─── EXTRACTED ENTRIES ───
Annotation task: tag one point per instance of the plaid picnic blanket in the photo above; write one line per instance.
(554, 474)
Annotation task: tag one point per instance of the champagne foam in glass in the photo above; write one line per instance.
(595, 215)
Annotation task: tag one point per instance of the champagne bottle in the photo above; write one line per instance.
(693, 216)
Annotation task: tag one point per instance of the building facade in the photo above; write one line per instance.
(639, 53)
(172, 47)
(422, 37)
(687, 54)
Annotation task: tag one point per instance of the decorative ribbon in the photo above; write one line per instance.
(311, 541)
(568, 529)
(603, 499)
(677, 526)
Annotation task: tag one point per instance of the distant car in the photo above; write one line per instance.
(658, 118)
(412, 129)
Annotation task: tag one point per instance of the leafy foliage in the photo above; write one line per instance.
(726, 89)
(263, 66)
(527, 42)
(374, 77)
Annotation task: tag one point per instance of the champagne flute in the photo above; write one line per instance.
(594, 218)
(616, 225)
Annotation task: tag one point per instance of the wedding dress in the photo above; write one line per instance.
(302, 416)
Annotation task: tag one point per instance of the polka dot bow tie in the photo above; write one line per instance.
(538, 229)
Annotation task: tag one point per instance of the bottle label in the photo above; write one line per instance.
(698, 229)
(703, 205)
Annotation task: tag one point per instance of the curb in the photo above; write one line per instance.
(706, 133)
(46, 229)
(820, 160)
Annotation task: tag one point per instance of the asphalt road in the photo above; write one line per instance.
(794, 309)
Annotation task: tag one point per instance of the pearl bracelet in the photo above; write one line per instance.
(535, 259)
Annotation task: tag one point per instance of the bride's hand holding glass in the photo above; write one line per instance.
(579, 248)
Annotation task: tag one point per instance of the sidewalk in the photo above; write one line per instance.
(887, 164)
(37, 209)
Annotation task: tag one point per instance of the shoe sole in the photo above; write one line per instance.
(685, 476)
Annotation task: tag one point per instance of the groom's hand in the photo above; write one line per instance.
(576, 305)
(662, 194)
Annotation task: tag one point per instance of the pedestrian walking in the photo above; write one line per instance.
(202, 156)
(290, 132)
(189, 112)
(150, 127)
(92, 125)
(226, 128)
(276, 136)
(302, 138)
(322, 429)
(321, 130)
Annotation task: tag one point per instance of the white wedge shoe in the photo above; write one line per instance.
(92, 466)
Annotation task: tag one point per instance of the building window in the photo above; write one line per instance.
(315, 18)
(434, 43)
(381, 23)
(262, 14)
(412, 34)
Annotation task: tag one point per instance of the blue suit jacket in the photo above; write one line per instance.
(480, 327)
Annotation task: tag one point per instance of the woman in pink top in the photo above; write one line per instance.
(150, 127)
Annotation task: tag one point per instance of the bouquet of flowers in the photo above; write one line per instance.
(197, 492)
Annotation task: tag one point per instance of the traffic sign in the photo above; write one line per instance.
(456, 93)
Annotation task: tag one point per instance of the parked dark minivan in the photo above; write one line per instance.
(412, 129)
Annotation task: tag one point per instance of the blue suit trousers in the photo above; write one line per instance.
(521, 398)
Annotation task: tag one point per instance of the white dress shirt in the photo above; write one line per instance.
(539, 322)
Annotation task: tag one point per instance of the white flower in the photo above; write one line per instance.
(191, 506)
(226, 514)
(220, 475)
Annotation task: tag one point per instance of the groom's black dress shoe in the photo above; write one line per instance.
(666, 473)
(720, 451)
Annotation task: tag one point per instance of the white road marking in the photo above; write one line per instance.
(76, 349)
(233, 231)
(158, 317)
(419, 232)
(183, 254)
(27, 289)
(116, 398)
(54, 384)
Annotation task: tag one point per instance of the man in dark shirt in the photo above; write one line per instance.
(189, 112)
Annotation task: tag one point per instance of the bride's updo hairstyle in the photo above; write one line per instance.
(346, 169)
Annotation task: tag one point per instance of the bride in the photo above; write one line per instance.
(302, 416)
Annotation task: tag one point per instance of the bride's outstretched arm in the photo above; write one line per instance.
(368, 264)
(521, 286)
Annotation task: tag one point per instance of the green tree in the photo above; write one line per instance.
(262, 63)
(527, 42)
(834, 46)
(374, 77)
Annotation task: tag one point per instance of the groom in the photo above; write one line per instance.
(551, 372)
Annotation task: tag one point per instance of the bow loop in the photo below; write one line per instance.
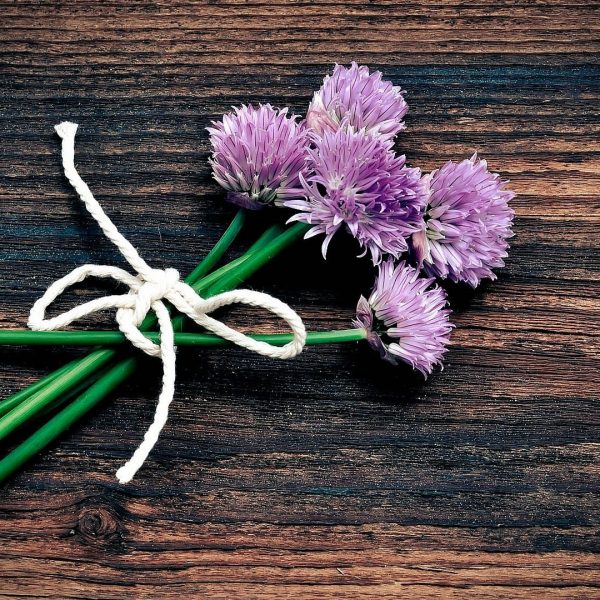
(147, 290)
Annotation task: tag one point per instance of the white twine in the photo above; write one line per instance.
(147, 290)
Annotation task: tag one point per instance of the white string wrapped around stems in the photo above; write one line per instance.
(147, 291)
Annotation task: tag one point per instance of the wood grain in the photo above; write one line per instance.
(333, 475)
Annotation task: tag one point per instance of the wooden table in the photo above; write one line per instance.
(334, 474)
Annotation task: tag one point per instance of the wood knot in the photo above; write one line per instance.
(99, 524)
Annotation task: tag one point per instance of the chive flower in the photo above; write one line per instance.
(467, 222)
(356, 98)
(405, 318)
(258, 155)
(357, 181)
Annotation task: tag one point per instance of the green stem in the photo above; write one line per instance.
(65, 418)
(116, 338)
(25, 404)
(220, 248)
(9, 403)
(119, 373)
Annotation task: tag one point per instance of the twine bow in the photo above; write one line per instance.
(147, 292)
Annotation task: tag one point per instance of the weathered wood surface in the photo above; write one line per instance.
(332, 475)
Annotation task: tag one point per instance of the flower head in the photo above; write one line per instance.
(357, 181)
(467, 223)
(405, 318)
(359, 99)
(258, 155)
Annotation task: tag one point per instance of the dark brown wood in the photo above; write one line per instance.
(334, 474)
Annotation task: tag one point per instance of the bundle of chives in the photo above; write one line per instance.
(24, 405)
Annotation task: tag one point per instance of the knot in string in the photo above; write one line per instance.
(147, 291)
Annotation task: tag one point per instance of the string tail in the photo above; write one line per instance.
(148, 289)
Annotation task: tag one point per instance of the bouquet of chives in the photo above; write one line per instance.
(337, 170)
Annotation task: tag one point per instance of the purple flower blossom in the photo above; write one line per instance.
(405, 318)
(357, 180)
(258, 155)
(359, 99)
(467, 223)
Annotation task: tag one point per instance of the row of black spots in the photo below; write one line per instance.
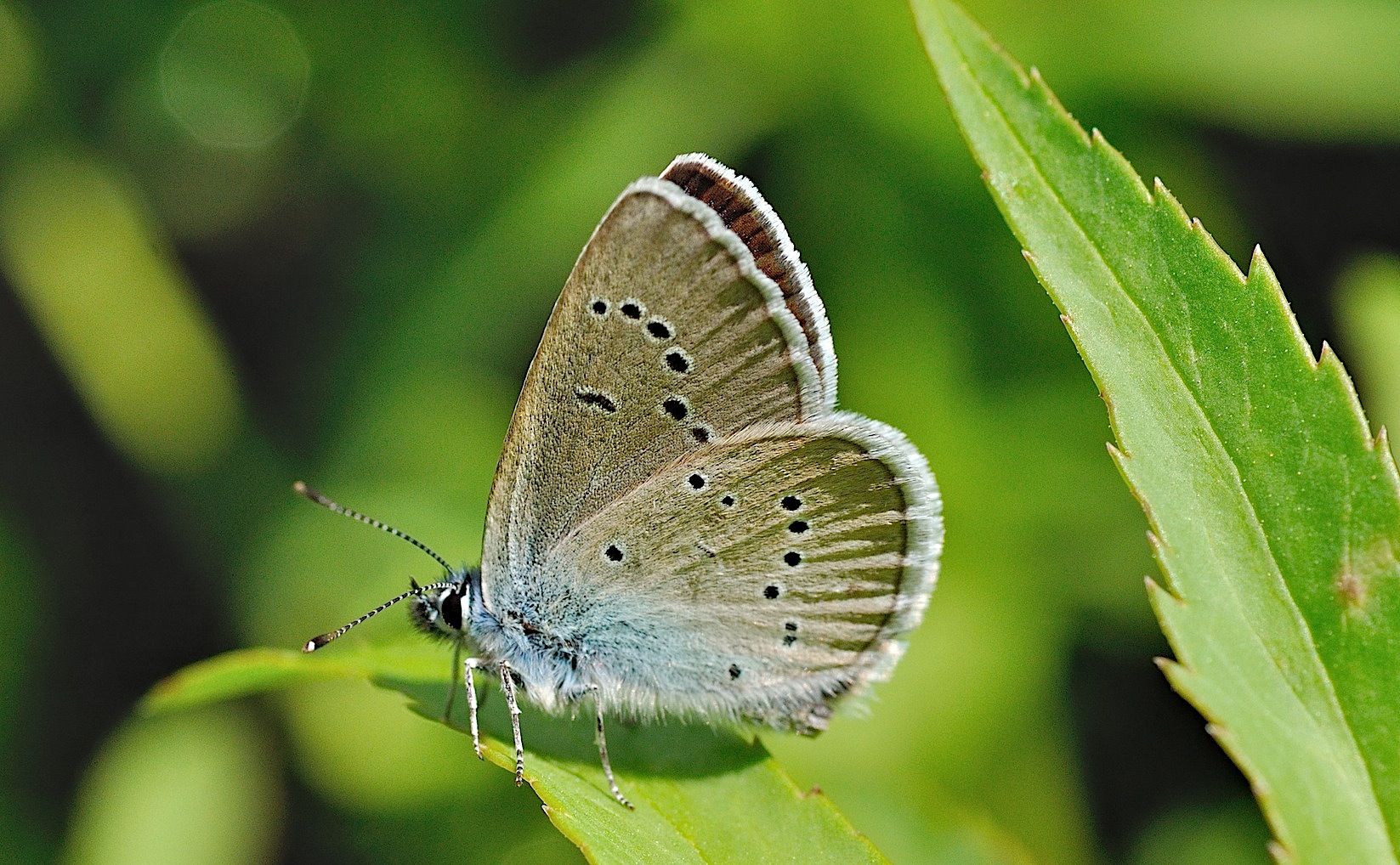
(632, 309)
(595, 399)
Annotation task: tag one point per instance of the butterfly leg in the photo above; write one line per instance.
(471, 700)
(508, 686)
(451, 687)
(603, 752)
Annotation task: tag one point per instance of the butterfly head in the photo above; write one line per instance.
(443, 608)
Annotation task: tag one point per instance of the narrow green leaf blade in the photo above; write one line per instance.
(1276, 516)
(701, 795)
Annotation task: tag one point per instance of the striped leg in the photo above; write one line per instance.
(472, 664)
(603, 752)
(451, 687)
(508, 686)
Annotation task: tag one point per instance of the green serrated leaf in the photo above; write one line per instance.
(1276, 514)
(701, 795)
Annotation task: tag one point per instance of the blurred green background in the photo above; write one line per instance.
(246, 242)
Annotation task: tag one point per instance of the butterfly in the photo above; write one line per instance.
(682, 523)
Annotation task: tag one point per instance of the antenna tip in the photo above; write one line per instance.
(301, 489)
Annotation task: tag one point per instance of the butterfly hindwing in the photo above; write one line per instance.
(759, 577)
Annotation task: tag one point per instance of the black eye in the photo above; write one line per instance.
(450, 607)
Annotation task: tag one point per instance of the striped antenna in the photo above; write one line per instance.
(324, 638)
(370, 521)
(320, 500)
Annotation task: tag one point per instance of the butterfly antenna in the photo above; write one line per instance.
(320, 500)
(370, 521)
(324, 638)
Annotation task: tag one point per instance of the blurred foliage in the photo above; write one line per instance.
(251, 242)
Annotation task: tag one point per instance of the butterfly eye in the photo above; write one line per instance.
(450, 607)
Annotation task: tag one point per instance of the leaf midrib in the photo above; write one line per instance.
(1217, 444)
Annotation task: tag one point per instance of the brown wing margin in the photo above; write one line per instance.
(748, 216)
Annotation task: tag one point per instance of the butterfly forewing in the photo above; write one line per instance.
(769, 571)
(738, 202)
(666, 337)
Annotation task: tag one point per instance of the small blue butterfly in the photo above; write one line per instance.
(682, 521)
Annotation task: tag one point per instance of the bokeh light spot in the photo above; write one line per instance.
(234, 75)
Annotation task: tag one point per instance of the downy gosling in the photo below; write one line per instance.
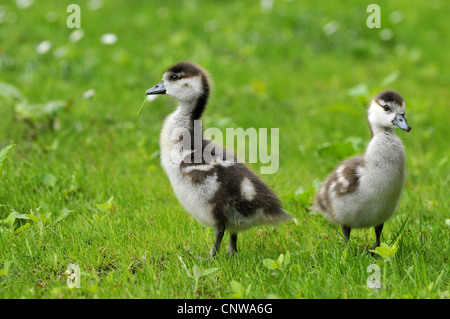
(364, 191)
(209, 181)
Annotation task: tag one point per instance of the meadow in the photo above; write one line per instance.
(80, 178)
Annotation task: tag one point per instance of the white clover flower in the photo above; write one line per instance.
(88, 94)
(108, 38)
(76, 35)
(43, 47)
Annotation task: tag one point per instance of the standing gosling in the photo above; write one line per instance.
───
» **DESCRIPTION OF THE TASK**:
Please change "gosling" to "duckling" in the lines from the one containing "Annotation task: tag one point per instance of the downy" through the end, inclusive, and give back only those lines, with everything else unchanged and the pictures left out.

» **EXERCISE SOLUTION**:
Annotation task: tag one point per instance of the downy duckling in the photo below; write one line per instance.
(364, 191)
(209, 181)
Annotation task: tag one point per instance of the meadow in the photo above; write one line per instance.
(80, 178)
Annotation task: tag one point per instance of the white clover flower in the photo above; write one line per instance.
(88, 94)
(108, 38)
(76, 35)
(43, 47)
Annotation task: tag one point per instance of the standing duckling in the photo above; write one line per instance.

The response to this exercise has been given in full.